*YOUR GOAL*: Beneath this task are records; print exactly the stretch of them from the line with "Sample: <point>132,72</point>" through the line with "Where can the boy", both ends included.

*DATA RECORDS*:
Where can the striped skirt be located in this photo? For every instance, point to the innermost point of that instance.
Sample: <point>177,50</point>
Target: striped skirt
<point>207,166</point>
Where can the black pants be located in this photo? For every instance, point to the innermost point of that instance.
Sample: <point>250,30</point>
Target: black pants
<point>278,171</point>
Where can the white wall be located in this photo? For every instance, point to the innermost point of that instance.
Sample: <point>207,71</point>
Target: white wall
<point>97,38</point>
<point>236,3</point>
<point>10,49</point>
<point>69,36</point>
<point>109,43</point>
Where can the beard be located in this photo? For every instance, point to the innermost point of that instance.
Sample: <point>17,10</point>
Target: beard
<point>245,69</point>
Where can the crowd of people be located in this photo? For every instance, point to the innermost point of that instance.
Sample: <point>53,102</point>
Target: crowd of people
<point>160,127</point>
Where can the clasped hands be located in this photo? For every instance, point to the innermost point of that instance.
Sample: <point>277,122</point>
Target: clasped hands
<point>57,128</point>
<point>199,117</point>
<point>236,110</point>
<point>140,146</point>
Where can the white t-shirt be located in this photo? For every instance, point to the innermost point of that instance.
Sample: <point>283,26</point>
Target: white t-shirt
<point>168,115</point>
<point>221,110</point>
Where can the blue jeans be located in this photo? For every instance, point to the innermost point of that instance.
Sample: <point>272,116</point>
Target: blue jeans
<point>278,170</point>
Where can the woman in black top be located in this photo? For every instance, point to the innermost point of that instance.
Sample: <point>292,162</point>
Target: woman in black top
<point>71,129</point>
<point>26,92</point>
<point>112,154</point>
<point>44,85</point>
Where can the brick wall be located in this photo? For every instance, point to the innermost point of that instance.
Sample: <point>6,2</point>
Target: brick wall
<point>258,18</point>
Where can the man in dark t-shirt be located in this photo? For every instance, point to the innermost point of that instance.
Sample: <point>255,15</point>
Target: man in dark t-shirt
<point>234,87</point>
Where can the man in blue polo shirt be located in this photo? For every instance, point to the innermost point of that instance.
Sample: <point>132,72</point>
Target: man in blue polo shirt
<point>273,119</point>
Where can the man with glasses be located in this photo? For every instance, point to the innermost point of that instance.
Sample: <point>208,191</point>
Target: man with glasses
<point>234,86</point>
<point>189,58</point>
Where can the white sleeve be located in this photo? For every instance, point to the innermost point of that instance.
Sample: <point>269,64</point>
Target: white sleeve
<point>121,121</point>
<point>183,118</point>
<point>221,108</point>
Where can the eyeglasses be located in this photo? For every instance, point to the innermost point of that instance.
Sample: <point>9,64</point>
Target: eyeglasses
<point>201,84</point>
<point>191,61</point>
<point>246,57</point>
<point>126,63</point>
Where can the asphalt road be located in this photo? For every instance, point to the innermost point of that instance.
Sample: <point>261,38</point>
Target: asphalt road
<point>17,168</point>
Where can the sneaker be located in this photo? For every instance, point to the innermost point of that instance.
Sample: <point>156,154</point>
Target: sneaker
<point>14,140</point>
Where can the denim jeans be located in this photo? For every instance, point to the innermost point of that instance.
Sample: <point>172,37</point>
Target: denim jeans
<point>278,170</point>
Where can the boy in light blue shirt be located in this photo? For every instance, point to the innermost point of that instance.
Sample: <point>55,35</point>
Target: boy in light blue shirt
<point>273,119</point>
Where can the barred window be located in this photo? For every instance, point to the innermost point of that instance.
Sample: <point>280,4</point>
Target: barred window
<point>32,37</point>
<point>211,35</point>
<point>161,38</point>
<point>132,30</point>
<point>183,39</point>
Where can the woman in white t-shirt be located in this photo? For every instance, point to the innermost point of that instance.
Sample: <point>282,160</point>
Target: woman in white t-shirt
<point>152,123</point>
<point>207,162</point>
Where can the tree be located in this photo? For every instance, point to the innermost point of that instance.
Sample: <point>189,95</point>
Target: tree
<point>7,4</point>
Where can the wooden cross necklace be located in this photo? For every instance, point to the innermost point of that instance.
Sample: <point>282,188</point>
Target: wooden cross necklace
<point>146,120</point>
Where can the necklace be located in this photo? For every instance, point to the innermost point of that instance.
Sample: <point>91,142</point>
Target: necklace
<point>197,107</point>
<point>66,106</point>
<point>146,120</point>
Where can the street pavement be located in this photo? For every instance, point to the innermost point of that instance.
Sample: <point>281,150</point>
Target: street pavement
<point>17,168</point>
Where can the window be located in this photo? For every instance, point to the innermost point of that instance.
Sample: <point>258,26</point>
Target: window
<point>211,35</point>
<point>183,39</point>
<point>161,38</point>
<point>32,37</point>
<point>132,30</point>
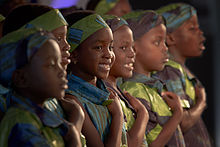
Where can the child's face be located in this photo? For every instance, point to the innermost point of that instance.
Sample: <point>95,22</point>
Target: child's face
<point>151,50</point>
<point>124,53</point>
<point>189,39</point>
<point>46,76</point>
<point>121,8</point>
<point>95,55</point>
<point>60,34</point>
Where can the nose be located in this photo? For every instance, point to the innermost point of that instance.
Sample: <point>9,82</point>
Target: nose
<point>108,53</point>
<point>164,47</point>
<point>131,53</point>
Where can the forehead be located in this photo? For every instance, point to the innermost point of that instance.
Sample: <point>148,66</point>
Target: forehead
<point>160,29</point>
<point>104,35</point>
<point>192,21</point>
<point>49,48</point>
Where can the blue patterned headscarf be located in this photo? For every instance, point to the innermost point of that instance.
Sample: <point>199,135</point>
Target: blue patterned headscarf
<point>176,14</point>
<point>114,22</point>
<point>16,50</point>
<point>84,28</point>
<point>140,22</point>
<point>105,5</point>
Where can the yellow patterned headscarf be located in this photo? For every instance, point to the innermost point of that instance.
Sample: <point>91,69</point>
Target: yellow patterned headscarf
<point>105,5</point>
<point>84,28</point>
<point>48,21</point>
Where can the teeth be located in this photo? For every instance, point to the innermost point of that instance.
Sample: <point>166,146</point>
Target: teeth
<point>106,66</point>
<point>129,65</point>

* * *

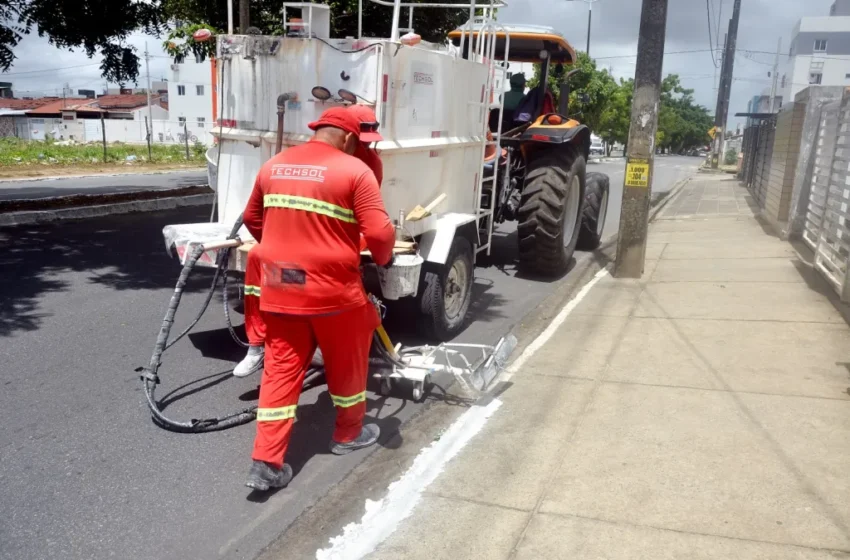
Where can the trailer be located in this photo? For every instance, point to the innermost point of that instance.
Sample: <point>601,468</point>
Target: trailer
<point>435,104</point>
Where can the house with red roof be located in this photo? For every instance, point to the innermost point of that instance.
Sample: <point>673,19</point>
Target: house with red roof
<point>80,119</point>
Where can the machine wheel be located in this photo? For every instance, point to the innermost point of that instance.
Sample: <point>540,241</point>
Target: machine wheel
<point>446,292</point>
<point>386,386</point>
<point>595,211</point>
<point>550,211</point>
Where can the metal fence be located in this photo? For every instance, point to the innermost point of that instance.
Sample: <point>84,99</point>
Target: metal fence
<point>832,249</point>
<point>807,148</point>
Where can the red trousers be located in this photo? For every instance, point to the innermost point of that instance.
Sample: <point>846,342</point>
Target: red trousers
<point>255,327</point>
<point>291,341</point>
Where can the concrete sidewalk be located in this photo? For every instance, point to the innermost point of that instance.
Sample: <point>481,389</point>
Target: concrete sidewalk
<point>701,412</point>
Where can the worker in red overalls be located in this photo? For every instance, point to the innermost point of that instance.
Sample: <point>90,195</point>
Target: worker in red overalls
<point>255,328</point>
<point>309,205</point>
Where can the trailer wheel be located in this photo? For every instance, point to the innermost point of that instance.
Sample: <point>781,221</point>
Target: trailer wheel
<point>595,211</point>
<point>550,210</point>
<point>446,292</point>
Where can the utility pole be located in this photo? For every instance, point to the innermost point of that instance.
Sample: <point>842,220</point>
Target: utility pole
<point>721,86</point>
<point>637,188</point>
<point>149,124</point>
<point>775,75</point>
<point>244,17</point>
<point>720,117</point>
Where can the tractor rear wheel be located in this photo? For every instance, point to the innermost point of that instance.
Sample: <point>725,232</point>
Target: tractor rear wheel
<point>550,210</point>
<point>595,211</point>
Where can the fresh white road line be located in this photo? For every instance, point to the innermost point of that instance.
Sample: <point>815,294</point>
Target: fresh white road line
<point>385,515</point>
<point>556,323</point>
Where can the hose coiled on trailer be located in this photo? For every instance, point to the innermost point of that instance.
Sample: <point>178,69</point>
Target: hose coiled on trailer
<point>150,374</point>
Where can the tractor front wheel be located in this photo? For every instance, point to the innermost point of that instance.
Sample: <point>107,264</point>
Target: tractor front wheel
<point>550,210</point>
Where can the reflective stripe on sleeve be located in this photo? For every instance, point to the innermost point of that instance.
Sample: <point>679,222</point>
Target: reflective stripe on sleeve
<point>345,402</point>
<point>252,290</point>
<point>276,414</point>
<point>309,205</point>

*REPLY*:
Sample: <point>132,72</point>
Target: man in blue polo shirt
<point>273,119</point>
Where can the man with glasses be located in this photo? For every instance, point to the innermost point of that instance.
Sample: <point>208,191</point>
Target: man with glasses
<point>234,86</point>
<point>189,58</point>
Where can the white sleeve be located in this photo? For every instance, point to the innermost point of that instance.
Sample: <point>269,64</point>
Target: white sleeve
<point>121,121</point>
<point>183,118</point>
<point>221,108</point>
Where can the eyeglasses be located in this photo? For every instance, point to the innermost point of that instance.
Sample: <point>9,64</point>
Target: eyeglasses
<point>201,84</point>
<point>191,61</point>
<point>246,57</point>
<point>126,63</point>
Where can the asphalt road be located in this photo? For every instance, point to the innermost point of that instance.
Sample: <point>261,38</point>
Target: asphalt road
<point>17,168</point>
Where can the sneaker be located in this photo? For every instance, point to the innermost point of that instance.
Sample: <point>156,154</point>
Target: sneaker
<point>14,140</point>
Where can the denim jeans be located in this photo? For every instance, point to the innermost point of that instance.
Sample: <point>172,37</point>
Target: denim jeans
<point>278,170</point>
Where can the boy in light blue shirt be located in this photo? For every instance, point to the innermost point of that instance.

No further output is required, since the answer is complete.